• **Task instructions**
Extract the passage of the gallery announcement below starting at "Opening Reception: Thursday, July" and ending at "exhibitions each month.", copying it word for word.

20 Years on the Edge

July 15 – August 26 2023

Opening Reception: Thursday, July 20, 6-9 pm
Closing Reception: Thursday, August 17, 6-9 pm

Atlantic Works Gallery is celebrating its 20th anniversary with an exhibition showcasing member artists throughout its twenty-year history. From its founding members to new members, our gallery represents artists from diverse backgrounds of art and culture.

The Atlantic Works Building on Border Street was built in 1893 and was used to build and repair naval ships. In the 1990s the building was gradually taken over by artists looking for affordable studio space. In 2003 the occupants of the building rented a top floor studio as a space for art and ideas, naming it Atlantic Works Gallery. This evolved into a cooperative gallery with member artists doing all the work of running a gallery, with new exhibitions each month.

In 2006 the building was purchased by the East Boston Community Development Corporation who gutted and rebuilt the old leaky, but colorful building providing the Atlantic Works Gallery with a larger and improved space. The EBCDC has now, in our twentieth year, built a sparkling new space for Atlantic Works Gallery on the ground floor. This old marine building is located on the edge of the Boston Harbor and has dramatic views of the Boston skyline.

The arts community is an integral part of the East Boston community as a whole and 20 Years on the Edge is a celebration of that relationship.

20 Years on the Edge will also celebrate AWG’s new ground floor gallery space in the Atlantic Works building at 80 Border Street. We would like to thank the EBCDC for creating this new space, as well as the East Boston Foundation for their continued support over the years, enabling our artists to continue to share their work with the community.

May 4-27

Opening Reception, Thursday, May 4, 6-9 pm
Third Thursday Reception, May 18, 6-9 pm

Eric Hess is taking the meaning of M’aidez as the literal translation of ‘help me’ tying it in with traditional European Mayday when humans salute the earth. 

Humans dancing around a maypole adorned in flower crowns might not have the impact that is needed now that our planet seems to be dying. Hess will explore through photography, video and objects how people celebrate and the consequences of human actions and demonstrate how nature usually wins in the end.

Ian Babylon has prepared a collection of works where both mortal and divine are asking for help, assistance, intercession, intervention. 

Using classical & contemporary visual elements Babylon recomposes collaged works into newly cast surrealist mythologies familiar yet novel for today and tomorrow to come.

• **Available data**
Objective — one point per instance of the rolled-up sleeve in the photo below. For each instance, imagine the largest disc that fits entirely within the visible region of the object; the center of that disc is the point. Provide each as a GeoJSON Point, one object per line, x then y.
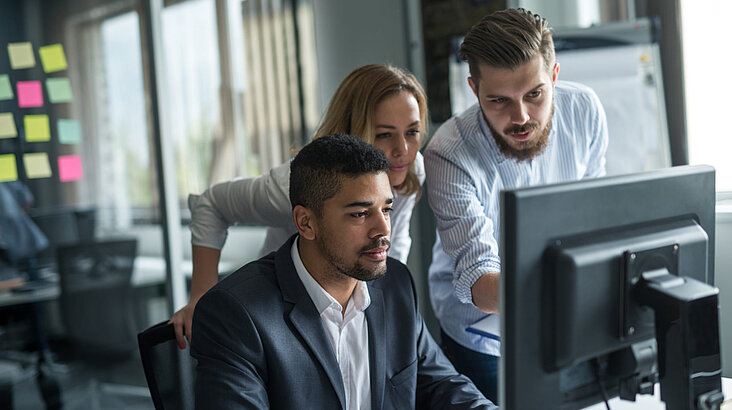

• **Exercise response**
Opening Reception: Thursday, July 20, 6-9 pm
Closing Reception: Thursday, August 17, 6-9 pm

Atlantic Works Gallery is celebrating its 20th anniversary with an exhibition showcasing member artists throughout its twenty-year history. From its founding members to new members, our gallery represents artists from diverse backgrounds of art and culture.

The Atlantic Works Building on Border Street was built in 1893 and was used to build and repair naval ships. In the 1990s the building was gradually taken over by artists looking for affordable studio space. In 2003 the occupants of the building rented a top floor studio as a space for art and ideas, naming it Atlantic Works Gallery. This evolved into a cooperative gallery with member artists doing all the work of running a gallery, with new exhibitions each month.